=== Your assignment ===
From the line with "78L58 77L82 85L84" to the final line of the records, reproduce every line exactly and only those lines.

╭─ Records for this task

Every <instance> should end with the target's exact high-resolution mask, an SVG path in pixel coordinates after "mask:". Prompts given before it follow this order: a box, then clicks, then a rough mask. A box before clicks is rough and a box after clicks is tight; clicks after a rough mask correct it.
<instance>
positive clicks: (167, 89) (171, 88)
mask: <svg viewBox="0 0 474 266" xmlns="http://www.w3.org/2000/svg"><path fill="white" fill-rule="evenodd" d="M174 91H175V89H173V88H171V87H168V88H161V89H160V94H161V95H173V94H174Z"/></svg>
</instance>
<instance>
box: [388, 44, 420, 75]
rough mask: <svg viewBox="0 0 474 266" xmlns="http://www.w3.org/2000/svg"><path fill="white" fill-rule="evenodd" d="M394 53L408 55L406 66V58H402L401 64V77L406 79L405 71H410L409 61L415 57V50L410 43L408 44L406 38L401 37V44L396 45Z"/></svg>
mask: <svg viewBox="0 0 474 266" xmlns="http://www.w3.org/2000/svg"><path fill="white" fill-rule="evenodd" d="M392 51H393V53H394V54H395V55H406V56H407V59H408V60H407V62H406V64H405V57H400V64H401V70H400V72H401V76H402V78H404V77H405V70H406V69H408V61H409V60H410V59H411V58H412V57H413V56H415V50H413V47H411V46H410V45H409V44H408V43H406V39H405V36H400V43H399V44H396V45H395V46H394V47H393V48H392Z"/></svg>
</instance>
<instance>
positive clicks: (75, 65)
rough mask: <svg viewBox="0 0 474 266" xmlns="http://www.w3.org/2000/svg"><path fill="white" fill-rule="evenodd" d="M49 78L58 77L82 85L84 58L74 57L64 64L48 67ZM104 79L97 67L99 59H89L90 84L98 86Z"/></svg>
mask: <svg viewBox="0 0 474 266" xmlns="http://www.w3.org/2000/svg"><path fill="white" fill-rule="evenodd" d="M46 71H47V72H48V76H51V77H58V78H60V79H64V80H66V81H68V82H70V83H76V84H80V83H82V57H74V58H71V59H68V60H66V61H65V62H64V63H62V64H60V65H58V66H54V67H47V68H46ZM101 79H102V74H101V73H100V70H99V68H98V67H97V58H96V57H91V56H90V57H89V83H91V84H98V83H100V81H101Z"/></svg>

╰─

=== Reply ===
rough mask: <svg viewBox="0 0 474 266" xmlns="http://www.w3.org/2000/svg"><path fill="white" fill-rule="evenodd" d="M49 78L58 77L82 85L84 58L74 57L64 64L48 67ZM104 79L97 67L99 59H89L90 84L98 86Z"/></svg>
mask: <svg viewBox="0 0 474 266" xmlns="http://www.w3.org/2000/svg"><path fill="white" fill-rule="evenodd" d="M46 71H47V72H48V76H51V77H58V78H60V79H64V80H66V81H68V82H70V83H76V84H80V83H82V57H74V58H71V59H68V60H66V61H65V62H64V63H62V64H60V65H58V66H54V67H47V68H46ZM101 79H102V74H101V73H100V70H99V68H98V67H97V58H96V57H91V56H90V57H89V83H91V84H98V83H100V81H101Z"/></svg>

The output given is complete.